● **What to work on**: The entries must be repeated verbatim, and their images left out.

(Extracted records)
▬▬▬▬▬▬

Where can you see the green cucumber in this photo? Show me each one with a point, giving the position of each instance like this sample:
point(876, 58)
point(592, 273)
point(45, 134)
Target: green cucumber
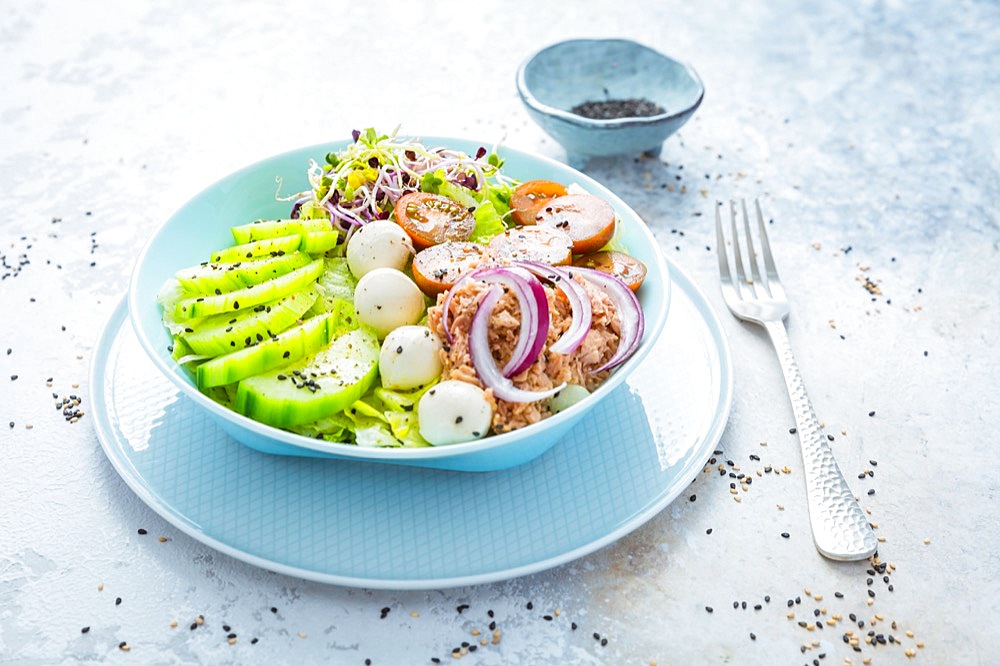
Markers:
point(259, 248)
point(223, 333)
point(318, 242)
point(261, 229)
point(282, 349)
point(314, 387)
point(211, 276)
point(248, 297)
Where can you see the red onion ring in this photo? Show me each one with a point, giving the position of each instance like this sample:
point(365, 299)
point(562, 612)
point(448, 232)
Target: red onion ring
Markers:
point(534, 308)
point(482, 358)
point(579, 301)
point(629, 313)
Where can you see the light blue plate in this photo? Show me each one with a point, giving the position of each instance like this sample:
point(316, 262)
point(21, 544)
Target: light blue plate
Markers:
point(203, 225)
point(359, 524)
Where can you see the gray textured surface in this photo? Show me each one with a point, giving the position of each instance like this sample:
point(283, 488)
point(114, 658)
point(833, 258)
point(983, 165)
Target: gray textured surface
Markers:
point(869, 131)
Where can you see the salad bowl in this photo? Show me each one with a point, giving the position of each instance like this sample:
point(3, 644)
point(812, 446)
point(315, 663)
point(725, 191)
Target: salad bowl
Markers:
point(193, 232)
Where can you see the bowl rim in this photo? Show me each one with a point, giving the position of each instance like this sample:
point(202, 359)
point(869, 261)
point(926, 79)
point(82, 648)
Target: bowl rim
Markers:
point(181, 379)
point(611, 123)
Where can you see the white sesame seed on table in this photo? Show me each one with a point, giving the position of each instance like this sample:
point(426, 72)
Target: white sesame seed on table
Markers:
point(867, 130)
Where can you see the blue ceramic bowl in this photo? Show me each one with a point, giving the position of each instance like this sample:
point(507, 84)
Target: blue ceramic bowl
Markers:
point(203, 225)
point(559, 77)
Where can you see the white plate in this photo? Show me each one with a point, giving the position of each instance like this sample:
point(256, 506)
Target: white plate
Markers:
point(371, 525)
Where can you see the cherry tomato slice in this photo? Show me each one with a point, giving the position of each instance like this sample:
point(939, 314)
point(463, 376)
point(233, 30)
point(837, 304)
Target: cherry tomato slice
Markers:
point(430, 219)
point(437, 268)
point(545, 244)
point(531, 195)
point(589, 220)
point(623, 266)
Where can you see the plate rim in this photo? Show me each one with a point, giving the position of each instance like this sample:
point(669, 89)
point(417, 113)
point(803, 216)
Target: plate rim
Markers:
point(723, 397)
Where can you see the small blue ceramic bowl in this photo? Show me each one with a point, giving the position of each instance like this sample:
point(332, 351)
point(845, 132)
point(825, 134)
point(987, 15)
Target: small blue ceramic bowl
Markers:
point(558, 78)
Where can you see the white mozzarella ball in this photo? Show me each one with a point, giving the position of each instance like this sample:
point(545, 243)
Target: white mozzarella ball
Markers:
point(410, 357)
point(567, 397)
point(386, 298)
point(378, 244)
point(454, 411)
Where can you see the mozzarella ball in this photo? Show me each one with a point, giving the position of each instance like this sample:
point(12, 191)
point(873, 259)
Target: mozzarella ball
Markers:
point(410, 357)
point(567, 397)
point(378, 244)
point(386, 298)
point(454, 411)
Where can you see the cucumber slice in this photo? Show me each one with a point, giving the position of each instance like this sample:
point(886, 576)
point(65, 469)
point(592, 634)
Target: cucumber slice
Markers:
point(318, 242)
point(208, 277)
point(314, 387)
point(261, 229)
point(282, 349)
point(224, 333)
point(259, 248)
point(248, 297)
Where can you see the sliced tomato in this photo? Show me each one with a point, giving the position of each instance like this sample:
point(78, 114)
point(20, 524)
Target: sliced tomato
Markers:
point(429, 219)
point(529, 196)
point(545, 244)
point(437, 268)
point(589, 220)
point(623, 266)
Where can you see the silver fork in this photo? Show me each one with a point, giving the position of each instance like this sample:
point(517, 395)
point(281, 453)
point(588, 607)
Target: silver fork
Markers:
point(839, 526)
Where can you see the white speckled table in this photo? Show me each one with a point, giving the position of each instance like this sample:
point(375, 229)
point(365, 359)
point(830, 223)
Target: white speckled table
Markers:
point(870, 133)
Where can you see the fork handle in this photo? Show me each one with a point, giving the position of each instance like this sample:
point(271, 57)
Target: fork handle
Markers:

▬▬▬▬▬▬

● **Task response**:
Where can you see the green cucumber in this photo? Show me each one with a point, giving the position of each instance like this sample:
point(876, 58)
point(592, 273)
point(45, 134)
Target: green cucumber
Markers:
point(259, 248)
point(223, 333)
point(318, 242)
point(261, 229)
point(282, 349)
point(314, 387)
point(211, 276)
point(248, 297)
Where can you see the red onion ring in this photo? Show me each one with a point, giving the position of each instance like this sample:
point(365, 299)
point(562, 612)
point(448, 232)
Target: red onion ring
Markers:
point(534, 308)
point(482, 358)
point(579, 301)
point(629, 313)
Where can you see the light blue plate in this photo? Show me each one with a point, giving the position of each instance like this sample:
point(316, 262)
point(21, 544)
Target: light blue plate
Markers:
point(203, 225)
point(359, 524)
Where can you see the gray textured surface in this photo? Show me each one with a point, giving the position of each instance like this sample:
point(283, 488)
point(114, 658)
point(833, 258)
point(983, 165)
Target: gray textured surface
Markers:
point(869, 131)
Where can you see the salad bowl in this photo? Show me each one with a point, giving the position of each instance like this sample:
point(3, 644)
point(812, 446)
point(315, 663)
point(725, 191)
Target: salad bowl
Markers:
point(193, 232)
Where can you see the bowl rim in this photo? Show me each one with a point, giving the position of each instance like this sample:
point(202, 359)
point(869, 261)
point(926, 79)
point(82, 648)
Target: bowl rim
Markers:
point(181, 379)
point(611, 123)
Where can you see the white sesame seed on table in this photo? Show me each one with a point, giving the position of each instance like this sample:
point(426, 72)
Target: white sesame seed on table
Markers:
point(867, 130)
Where can you see the blue ceramic bowl in this photo? Show me each one with a point, giving the position of each instance like this sample:
point(507, 84)
Target: blue ceramic bowl
Markers:
point(203, 225)
point(559, 77)
Where can you see the white plate in this photo? Show me each one with a point, giving the position of each instance like this sample:
point(256, 506)
Target: white plate
Markers:
point(371, 525)
Where can you see the cherry tomato slice in this photo? Show me each one with a point, giving the position of each instance like this sample:
point(939, 314)
point(463, 376)
point(233, 30)
point(837, 304)
Target: cherry tomato slice
Markers:
point(430, 219)
point(437, 268)
point(545, 244)
point(531, 195)
point(589, 220)
point(623, 266)
Where can you see the plate rim in this photo? Show me each one with a point, giving the position of each instance like this sample:
point(669, 89)
point(417, 113)
point(803, 216)
Target: plate rim
Markers:
point(723, 397)
Where can you see the small blue ceramic bowl in this photo? Show me each one with a point, giving the position of each instance like this sample:
point(332, 351)
point(845, 132)
point(825, 134)
point(987, 15)
Target: small blue ceramic bowl
Markers:
point(558, 78)
Where can you see the white mozzarella ball in this photo? Show me each one with a point, giving the position of each instance like this sample:
point(545, 243)
Target: white mozzarella ball
Markers:
point(410, 357)
point(567, 397)
point(386, 298)
point(378, 244)
point(454, 411)
Where can you see the mozzarella ball in this photo? Show me each one with a point, giving the position of each instance like this sample:
point(12, 191)
point(873, 259)
Target: mozzarella ball
Markers:
point(410, 357)
point(567, 397)
point(378, 244)
point(386, 298)
point(454, 411)
Where can you see the cucumber slice in this photo? Show me each one with a point, giving the position of each instance like this sample:
point(886, 576)
point(65, 469)
point(592, 634)
Target: cucumber slice
Markers:
point(318, 242)
point(208, 277)
point(314, 387)
point(261, 229)
point(282, 349)
point(224, 333)
point(259, 248)
point(248, 297)
Where can you see the sliced tomato in this photo? Show me each one with a point, giving the position of each instance like this sample:
point(78, 114)
point(20, 524)
Target: sliced tomato
Markers:
point(429, 219)
point(529, 196)
point(545, 244)
point(437, 268)
point(589, 220)
point(623, 266)
Where can you see the silver fork in this photo? Show me each one with a point, giving the position of each instance like this sample:
point(517, 395)
point(281, 453)
point(588, 607)
Target: silver fork
Markers:
point(839, 526)
Where can you see the white speckled table in this photo? Show me each one with a point, giving the position of each instance like this sample:
point(375, 229)
point(365, 359)
point(830, 223)
Target: white speckled table
Markers:
point(870, 133)
Where can you see the fork handle in this photo? Show me each one with a point, giving the position of each instance like this sample:
point(271, 57)
Target: fork handle
Markers:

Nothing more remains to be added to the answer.